The problem -
The required result is a line count: how many lines in this data hold the word "yellow". Give only that.

━━ Source data ━━

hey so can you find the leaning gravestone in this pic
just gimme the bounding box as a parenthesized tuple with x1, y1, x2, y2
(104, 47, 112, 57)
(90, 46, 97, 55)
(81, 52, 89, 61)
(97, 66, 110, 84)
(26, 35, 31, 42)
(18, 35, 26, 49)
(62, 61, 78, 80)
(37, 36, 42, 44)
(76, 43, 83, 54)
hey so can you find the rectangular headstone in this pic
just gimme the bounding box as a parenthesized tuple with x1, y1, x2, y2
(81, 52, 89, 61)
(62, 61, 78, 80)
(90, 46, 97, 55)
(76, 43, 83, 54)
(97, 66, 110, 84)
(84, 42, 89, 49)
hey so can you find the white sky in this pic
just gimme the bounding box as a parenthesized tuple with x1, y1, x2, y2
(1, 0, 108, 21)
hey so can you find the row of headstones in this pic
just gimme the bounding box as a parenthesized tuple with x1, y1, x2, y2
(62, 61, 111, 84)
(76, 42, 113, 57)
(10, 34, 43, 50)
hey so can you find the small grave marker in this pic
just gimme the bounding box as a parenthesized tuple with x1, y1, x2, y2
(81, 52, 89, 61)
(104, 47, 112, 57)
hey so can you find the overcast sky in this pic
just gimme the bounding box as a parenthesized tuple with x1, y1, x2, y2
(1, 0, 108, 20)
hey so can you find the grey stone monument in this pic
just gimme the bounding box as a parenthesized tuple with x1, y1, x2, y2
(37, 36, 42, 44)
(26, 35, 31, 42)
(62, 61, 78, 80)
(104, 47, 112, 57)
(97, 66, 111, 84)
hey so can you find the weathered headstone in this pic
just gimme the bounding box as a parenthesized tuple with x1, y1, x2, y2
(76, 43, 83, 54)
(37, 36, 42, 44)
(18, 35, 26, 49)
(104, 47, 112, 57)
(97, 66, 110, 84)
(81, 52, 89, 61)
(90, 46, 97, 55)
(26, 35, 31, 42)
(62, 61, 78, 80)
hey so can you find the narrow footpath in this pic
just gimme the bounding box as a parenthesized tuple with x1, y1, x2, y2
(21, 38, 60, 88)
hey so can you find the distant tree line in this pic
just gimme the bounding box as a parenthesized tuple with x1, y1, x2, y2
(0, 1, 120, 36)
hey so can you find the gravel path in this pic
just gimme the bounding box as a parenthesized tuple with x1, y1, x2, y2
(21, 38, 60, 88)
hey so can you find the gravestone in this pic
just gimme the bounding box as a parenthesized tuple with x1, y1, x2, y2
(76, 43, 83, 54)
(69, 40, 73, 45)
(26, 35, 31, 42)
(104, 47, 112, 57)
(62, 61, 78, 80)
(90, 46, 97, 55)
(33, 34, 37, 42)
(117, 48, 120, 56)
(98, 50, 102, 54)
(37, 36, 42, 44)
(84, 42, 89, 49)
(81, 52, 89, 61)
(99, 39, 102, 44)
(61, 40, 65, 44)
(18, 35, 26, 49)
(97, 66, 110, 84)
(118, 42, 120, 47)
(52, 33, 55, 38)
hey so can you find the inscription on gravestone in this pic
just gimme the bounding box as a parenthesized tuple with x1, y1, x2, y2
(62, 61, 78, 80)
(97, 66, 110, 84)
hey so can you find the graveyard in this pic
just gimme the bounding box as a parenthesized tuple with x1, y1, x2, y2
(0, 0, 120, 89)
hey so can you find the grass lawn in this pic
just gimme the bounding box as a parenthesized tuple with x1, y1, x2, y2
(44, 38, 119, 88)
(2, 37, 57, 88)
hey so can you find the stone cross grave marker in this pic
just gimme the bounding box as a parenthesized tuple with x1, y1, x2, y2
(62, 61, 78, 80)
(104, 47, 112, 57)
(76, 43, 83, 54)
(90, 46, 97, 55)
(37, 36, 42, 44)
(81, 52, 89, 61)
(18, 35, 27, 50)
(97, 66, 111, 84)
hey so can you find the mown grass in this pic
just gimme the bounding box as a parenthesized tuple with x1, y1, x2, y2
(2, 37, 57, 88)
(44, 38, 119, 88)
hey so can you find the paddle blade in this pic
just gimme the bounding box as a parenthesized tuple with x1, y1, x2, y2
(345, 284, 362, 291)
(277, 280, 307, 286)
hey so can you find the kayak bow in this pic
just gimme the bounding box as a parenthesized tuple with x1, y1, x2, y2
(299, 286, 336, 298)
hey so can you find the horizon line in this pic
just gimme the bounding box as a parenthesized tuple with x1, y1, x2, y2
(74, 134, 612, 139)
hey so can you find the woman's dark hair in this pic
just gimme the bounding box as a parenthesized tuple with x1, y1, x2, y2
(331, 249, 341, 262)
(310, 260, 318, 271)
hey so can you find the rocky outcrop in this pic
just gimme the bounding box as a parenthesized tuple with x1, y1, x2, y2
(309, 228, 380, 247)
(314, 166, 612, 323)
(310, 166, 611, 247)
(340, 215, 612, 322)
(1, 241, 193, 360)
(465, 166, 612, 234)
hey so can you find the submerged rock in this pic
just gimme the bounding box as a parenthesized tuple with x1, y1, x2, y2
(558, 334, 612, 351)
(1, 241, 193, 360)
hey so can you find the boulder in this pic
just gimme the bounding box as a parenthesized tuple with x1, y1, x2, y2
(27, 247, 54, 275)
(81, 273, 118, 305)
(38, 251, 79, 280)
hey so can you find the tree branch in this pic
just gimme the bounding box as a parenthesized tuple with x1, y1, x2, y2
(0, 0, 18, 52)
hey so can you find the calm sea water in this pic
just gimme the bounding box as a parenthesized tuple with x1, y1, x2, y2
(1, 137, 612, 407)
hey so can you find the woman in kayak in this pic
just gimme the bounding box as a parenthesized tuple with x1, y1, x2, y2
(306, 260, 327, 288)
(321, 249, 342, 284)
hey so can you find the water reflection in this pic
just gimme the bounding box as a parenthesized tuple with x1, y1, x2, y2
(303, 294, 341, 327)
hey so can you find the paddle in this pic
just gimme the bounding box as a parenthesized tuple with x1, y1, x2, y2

━━━
━━ Source data ━━

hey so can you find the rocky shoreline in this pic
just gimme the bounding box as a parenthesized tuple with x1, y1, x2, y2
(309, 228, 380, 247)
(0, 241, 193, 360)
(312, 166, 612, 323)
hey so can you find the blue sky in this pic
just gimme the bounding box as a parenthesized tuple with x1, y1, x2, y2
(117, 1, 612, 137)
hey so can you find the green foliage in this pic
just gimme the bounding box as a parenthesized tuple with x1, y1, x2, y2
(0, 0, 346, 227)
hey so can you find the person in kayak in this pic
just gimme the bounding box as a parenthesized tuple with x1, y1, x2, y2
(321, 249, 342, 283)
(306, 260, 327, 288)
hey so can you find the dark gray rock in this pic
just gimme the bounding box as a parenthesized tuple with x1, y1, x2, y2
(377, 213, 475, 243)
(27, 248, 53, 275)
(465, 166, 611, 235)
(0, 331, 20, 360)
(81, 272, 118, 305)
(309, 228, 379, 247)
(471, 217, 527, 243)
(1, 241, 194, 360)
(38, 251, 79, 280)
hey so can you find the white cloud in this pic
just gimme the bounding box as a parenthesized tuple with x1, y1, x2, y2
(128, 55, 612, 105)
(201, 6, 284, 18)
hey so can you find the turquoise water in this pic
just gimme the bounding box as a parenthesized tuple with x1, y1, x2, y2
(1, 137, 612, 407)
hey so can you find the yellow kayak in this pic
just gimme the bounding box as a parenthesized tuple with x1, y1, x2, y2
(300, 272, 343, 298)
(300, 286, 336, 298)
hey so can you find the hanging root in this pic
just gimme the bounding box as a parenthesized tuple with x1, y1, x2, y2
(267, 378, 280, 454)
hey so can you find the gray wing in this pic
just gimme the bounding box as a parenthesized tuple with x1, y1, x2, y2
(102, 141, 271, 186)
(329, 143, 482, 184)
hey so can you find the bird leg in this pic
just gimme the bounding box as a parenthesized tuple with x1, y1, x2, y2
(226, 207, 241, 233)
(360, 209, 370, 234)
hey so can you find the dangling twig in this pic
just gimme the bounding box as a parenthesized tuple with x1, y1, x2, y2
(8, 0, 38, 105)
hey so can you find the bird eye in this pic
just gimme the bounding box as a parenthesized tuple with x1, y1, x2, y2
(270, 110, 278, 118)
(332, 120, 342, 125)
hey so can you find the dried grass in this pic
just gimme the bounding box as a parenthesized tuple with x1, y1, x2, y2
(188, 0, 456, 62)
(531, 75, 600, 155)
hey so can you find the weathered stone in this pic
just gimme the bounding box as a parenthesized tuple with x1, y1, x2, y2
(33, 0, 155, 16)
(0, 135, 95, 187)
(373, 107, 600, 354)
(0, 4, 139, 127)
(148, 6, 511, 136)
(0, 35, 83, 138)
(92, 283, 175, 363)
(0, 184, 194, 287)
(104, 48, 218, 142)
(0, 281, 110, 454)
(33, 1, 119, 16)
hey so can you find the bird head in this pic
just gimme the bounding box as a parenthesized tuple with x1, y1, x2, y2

━━━
━━ Source data ━━

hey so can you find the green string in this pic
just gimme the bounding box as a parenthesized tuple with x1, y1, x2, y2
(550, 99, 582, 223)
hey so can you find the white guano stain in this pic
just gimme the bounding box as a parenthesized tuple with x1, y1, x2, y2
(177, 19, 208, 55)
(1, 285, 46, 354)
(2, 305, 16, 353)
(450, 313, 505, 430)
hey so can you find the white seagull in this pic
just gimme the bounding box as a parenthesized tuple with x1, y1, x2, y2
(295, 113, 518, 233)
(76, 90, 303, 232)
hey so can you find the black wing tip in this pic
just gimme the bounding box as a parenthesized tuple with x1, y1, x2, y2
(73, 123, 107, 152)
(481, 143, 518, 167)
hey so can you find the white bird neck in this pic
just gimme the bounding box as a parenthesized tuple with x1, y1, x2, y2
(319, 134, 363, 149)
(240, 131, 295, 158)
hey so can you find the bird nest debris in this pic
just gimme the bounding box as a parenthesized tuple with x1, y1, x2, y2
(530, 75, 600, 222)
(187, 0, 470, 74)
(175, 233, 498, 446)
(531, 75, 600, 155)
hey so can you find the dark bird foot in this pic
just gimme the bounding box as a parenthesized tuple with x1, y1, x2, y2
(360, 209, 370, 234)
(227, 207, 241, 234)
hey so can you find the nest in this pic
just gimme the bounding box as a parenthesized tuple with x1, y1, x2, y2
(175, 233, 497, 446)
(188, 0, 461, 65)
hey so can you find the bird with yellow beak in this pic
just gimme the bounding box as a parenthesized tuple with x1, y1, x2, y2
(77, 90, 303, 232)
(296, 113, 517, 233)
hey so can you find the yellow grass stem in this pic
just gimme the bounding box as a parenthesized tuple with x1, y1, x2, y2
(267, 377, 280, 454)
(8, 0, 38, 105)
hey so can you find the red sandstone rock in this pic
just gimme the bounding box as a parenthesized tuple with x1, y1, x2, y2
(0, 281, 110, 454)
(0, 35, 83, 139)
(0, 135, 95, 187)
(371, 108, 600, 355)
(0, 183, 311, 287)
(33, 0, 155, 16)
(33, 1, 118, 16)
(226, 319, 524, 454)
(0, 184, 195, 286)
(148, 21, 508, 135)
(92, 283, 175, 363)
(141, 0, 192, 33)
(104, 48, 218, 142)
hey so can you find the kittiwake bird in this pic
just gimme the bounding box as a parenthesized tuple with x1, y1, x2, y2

━━━

Solved problem -
3